## Problem to solve
Take the line with "Where can the white circular" and the rest of the lines after it, to the end of the entries, and restate them exactly.

## Data excerpts
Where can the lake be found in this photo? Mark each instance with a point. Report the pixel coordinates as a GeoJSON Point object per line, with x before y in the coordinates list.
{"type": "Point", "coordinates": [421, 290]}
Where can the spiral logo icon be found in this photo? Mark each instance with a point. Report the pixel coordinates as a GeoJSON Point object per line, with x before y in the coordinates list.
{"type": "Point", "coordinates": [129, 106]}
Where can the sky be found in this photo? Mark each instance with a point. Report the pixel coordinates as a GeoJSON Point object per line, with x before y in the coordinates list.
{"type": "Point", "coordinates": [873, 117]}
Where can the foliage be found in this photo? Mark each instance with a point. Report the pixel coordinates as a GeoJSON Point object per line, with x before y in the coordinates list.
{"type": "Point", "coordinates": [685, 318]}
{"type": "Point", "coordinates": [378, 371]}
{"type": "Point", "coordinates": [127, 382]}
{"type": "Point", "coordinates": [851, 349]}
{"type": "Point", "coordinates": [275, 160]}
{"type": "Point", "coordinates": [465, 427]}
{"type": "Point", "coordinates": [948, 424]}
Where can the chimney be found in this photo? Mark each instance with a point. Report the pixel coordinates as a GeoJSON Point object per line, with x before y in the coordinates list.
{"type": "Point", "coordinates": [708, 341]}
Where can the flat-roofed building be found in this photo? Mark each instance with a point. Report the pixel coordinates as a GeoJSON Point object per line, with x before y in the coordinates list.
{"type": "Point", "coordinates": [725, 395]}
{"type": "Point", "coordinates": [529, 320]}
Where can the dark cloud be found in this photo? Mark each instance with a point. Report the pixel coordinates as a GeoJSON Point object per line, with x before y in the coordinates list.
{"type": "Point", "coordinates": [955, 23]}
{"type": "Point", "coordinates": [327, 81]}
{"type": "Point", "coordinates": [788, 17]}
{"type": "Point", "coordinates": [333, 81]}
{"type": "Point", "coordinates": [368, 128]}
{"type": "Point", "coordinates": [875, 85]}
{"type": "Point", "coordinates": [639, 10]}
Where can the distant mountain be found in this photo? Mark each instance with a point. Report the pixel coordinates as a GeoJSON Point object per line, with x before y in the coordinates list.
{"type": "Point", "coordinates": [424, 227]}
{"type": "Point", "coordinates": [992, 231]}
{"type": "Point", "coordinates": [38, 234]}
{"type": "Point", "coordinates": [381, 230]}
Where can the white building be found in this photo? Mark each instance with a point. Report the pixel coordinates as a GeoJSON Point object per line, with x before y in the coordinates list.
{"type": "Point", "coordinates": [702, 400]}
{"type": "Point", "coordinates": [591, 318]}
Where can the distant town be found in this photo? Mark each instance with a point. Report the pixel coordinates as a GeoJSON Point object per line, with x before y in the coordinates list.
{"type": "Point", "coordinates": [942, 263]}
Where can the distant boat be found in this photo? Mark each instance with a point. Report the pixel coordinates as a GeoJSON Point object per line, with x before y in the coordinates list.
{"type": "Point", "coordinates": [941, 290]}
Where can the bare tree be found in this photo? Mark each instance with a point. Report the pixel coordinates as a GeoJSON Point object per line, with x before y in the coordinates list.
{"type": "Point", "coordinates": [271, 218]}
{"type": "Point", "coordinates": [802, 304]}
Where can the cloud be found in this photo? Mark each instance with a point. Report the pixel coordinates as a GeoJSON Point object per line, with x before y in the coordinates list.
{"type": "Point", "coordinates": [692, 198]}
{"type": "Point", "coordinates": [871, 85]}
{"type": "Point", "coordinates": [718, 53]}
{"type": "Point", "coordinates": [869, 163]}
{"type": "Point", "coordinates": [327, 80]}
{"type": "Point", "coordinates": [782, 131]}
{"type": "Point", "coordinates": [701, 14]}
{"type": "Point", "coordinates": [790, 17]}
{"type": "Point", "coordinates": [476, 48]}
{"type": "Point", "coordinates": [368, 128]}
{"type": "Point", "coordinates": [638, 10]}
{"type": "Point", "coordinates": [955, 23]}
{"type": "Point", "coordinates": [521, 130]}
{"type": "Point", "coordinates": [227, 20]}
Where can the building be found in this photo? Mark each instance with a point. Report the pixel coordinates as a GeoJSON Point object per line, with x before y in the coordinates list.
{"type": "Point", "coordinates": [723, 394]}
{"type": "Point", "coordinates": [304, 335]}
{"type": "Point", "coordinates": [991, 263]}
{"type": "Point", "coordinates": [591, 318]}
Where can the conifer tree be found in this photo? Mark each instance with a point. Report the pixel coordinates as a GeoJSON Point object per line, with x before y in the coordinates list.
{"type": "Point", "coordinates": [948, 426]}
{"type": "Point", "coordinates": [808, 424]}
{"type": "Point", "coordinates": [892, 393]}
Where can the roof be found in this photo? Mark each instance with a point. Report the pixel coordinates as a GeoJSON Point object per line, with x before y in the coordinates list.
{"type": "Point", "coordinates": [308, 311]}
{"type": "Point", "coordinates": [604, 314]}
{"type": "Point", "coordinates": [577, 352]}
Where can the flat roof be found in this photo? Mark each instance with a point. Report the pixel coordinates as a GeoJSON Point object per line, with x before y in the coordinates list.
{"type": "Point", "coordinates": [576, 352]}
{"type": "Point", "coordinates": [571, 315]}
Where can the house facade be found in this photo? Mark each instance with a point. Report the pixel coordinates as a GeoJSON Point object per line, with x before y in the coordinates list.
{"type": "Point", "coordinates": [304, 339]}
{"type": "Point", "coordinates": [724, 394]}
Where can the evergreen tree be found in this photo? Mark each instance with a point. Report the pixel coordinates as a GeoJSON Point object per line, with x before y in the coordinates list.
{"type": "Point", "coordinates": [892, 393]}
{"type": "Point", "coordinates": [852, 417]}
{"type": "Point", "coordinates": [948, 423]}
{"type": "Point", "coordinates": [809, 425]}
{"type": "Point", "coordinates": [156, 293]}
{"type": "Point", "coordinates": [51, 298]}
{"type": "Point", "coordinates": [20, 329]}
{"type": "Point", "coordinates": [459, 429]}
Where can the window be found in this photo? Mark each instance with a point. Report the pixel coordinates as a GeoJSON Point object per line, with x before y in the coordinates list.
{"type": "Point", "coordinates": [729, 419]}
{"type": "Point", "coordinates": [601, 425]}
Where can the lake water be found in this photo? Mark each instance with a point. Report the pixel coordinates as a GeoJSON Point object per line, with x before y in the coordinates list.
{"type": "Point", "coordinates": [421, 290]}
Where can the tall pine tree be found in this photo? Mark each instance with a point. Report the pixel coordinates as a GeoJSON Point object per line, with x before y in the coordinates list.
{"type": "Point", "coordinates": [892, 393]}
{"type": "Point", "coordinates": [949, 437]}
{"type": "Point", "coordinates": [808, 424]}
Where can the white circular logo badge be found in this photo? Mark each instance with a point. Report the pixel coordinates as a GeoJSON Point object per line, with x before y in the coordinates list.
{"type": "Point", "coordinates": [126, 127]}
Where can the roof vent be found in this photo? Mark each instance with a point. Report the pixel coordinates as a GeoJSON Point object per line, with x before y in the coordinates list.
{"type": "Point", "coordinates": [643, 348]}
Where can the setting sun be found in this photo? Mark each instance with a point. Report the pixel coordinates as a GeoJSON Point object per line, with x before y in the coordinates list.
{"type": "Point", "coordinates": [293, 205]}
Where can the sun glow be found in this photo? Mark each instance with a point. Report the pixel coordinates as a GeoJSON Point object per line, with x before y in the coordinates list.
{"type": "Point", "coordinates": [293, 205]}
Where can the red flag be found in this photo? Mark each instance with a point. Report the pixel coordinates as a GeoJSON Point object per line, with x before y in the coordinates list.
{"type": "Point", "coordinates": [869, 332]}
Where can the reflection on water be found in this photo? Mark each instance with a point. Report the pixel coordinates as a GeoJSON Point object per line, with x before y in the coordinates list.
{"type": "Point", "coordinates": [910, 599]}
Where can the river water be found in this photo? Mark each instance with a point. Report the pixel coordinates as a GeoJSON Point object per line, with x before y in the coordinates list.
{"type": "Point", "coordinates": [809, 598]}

## Output of the exercise
Where can the white circular logo badge be found in this photo? Mark each instance with a point. Report the pixel coordinates as a GeoJSON Point object per line, with x before y in the coordinates list.
{"type": "Point", "coordinates": [126, 127]}
Where can the roof vent be found in this photo? Mark each instance with a point. Report the pixel coordinates as a GeoJSON Point object per line, with x before y in the coordinates list.
{"type": "Point", "coordinates": [643, 348]}
Where can the setting sun be found in this photo? Mark each instance with a point. Report the pixel coordinates as a GeoJSON Point object per line, with x before y in the coordinates list.
{"type": "Point", "coordinates": [293, 205]}
Where can the sun glow be found in this photo? Mark each instance with a point. Report the pixel coordinates as a GeoJSON Point object per line, with x before y in the coordinates list.
{"type": "Point", "coordinates": [293, 205]}
Where can the red flag be found in this photo? Mark each instance with a point. Report the pixel coordinates as a GeoJSON Point object per line, with x before y in the coordinates list.
{"type": "Point", "coordinates": [869, 332]}
Where can the reflection on water be found in this photo? Mark each instance with a point. Report the pixel coordinates as a GeoJSON Point object per line, with x before y in the coordinates list.
{"type": "Point", "coordinates": [910, 599]}
Where can the river water be found in this photo? Mark each instance with a point. Report the pixel coordinates as a GeoJSON Point object per line, with x before y in the coordinates list.
{"type": "Point", "coordinates": [809, 598]}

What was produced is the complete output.